------ Passage shown
ANS -- "A DAY IN THE LIFE OF JOE REPUBLICAN" plus

This is an old piece -- with a new addition.  It's just for fun.  Enjoy....
--Kim


"A DAY IN THE LIFE OF JOE REPUBLICAN"

Joe gets up at 6 a.m. and fills his coffeepot with water to prepare his morning coffee. The water is clean and good because some tree-hugging liberal fought for minimum water-quality standards. With his first swallow of water, he takes his daily medication. His medications are safe to take because some stupid commie liberal fought to ensure their safety and that they work as advertised.

All but $10 of his medications are paid for by his employer's medical plan because some liberal union workers fought their employers for paid medical insurance - now Joe gets it too.

He prepares his morning breakfast, bacon and eggs. Joe's bacon is safe to eat because some girly-man liberal fought for laws to regulate the meat packing industry.

In the morning shower, Joe reaches for his shampoo. His bottle is properly labeled with each ingredient and its amount in the total contents because some crybaby liberal fought for his right to know what he was putting on his body and how much it contained.

Joe dresses, walks outside and takes a deep breath. The air he breathes is clean because some environmentalist wacko liberal fought for the laws to stop industries from polluting our air.

He walks on the government-provided sidewalk to subway station for his government-subsidized ride to work. It saves him considerable money in parking and transportation fees because some fancy-pants liberal fought for affordable public transportation, which gives everyone the opportunity to be a contributor.

Joe begins his work day. He has a good job with excellent pay, medical benefits, retirement, paid holidays and vacation because some lazy liberal union members fought and died for these working standards. Joe's employer pays these standards because Joe's employer doesn't want his employees to call the union.

If Joe is hurt on the job or becomes unemployed, he'll get a worker compensation or unemployment check because some stupid liberal didn't think he should lose his home because of his temporary misfortune.

It is noontime and Joe needs to make a bank deposit so he can pay some bills. Joe's deposit is federally insured by the FSLIC because some godless liberal wanted to protect Joe's money from unscrupulous bankers who ruined the banking system before the Great Depression.

Joe has to pay his Fannie Mae-underwritten mortgage and his below-market federal student loan because some elitist liberal decided that Joe and the government would be better off if he was educated and earned more money over his lifetime. Joe also forgets that his in addition to his federally subsidized student loans, he attended a state funded university.

Joe is home from work. He plans to visit his father this evening at his farm home in the country. He gets in his car for the drive. His car is among the safest in the world because some America-hating liberal fought for car safety standards to go along with the tax-payer funded roads.
------------
Copy word for word the part of the Joe Republican piece running from "In the morning" down to "polluting our air.". The data is separate material with no connection to the Joe Republican piece.
------ Given data
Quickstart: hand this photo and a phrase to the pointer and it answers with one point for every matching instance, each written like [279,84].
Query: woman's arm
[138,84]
------------
__Written answer__.
In the morning shower, Joe reaches for his shampoo. His bottle is properly labeled with each ingredient and its amount in the total contents because some crybaby liberal fought for his right to know what he was putting on his body and how much it contained.

Joe dresses, walks outside and takes a deep breath. The air he breathes is clean because some environmentalist wacko liberal fought for the laws to stop industries from polluting our air.